• [Work to complete]:
Word for word, output every line of the material below, minus pictures.
++++++++++
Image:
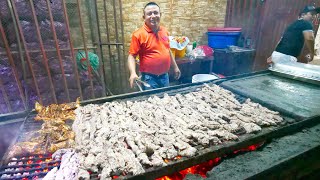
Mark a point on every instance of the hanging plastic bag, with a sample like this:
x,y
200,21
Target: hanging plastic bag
x,y
201,52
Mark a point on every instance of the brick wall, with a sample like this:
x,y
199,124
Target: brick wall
x,y
181,17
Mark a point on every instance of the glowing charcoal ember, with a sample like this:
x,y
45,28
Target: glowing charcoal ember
x,y
29,162
25,174
5,176
12,163
203,168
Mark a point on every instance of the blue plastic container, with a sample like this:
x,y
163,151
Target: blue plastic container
x,y
221,40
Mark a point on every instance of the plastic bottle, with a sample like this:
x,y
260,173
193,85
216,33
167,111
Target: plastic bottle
x,y
194,44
++++++++++
• [Solution to this task]:
Image:
Mark a point on every instance of the hanging plastic bag, with a sample like this:
x,y
200,21
Target: hanging plastic bag
x,y
201,52
Mark a point on every instance of the brick wall, with a sample like this:
x,y
199,124
Target: brick wall
x,y
181,17
Mark a point on every instance of the glowing charcoal ember, with a sample like this:
x,y
45,28
Target: glowing charcoal ember
x,y
29,162
25,174
5,176
12,163
203,168
Mark a point on every instance of the blue plastic container, with a sample like this:
x,y
163,151
Target: blue plastic container
x,y
221,40
Mark a point on every instance of the plastic bottle, with a sample like this:
x,y
260,173
193,85
216,33
167,111
Target: plastic bottle
x,y
194,44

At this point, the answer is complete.